Texto de origem -
════════════════
Mesmo tão imerso em clichês e lugares-comuns, "Doutor Estranho" tem predicados, razoavelmente, bons. A forma como o hospital aonde o doutor Strange trabalha é muito interessante, fugindo um pouco do "padrão Marvel" de só mostrar lugares alegres ou caricatos. A personalidade do protagonista também é bem construída. Se muitas de suas ações são superficializadas com piadas fora de hora aqui e acolá, ao menos, o personagem permanece arrogante e imprudente do começo até o final, não se transformando em alguém totalmente diferente, mesmo nos momentos mais dramáticos. Os efeitos especiais, convenhamos, ajudam muito (principalmente, se vistos em 3D). Porém, nesse quesito, esperava mais. Como o Doutor Estranho mexe com o mundo místico, o destino, o tempo, e vários outros conceitos abstratos, esperava uma imersão maior num universo mais psicodélico e insano. No entanto, o que temos são efeitos, visualmente, belos, mas, que não exploram toda a sua potencialidade. Parece uma versão mais movimentada de "A Origem", mas, não vai muito além disso.
════════════════
Dados extraídos -
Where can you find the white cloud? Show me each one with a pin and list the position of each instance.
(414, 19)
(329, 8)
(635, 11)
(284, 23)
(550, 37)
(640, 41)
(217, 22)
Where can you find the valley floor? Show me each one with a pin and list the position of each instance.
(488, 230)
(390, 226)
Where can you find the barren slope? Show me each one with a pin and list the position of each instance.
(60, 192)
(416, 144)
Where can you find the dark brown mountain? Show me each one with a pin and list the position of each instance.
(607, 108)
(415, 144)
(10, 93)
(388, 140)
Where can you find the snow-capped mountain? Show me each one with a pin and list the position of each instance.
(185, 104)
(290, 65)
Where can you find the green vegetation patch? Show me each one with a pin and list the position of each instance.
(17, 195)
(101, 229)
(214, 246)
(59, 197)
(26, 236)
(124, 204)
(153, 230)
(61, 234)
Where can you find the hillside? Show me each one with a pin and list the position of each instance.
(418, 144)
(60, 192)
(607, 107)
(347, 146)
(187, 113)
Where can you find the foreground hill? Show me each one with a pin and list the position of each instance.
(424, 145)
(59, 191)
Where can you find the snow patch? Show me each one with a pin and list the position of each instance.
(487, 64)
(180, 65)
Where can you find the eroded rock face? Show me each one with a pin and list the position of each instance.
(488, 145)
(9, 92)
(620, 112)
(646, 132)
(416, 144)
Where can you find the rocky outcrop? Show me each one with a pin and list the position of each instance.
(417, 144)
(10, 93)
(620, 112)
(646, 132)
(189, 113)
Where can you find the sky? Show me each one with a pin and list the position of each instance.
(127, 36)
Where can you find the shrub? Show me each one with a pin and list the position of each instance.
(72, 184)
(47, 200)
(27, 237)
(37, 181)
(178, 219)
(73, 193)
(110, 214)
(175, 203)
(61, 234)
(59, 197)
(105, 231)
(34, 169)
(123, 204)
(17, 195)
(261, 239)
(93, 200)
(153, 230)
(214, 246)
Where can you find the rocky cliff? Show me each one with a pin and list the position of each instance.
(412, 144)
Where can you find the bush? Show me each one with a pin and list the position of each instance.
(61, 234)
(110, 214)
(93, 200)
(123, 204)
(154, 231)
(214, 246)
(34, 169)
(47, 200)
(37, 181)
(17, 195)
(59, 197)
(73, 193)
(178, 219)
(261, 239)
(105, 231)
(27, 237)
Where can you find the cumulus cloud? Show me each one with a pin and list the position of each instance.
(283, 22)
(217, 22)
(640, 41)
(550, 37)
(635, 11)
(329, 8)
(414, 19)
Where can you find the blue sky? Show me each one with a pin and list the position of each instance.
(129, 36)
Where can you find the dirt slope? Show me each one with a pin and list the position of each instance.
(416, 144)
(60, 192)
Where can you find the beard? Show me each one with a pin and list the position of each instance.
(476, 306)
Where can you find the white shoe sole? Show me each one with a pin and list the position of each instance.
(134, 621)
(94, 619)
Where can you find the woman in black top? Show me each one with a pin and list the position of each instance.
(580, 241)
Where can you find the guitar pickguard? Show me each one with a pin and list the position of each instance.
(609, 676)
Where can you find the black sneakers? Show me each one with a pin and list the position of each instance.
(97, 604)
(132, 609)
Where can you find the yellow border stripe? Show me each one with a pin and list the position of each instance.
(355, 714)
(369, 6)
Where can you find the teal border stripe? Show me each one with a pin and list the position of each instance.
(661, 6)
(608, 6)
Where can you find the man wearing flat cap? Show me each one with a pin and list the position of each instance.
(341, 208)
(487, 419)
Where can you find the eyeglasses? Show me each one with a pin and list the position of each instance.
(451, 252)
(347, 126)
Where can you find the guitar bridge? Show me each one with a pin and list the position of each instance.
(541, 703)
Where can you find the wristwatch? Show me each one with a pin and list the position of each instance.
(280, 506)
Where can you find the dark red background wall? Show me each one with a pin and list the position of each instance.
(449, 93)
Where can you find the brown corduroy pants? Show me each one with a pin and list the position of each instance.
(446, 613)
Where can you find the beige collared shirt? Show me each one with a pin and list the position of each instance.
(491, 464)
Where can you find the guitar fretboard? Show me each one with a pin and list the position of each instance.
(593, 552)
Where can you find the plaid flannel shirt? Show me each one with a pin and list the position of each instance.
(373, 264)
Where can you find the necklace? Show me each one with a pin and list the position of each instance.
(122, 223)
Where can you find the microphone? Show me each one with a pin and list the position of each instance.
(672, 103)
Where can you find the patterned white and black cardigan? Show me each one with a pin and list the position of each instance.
════════════════
Na crítica de "Doutor Estranho", o filme parece uma versão mais movimentada de qual outra obra?

De "A Origem".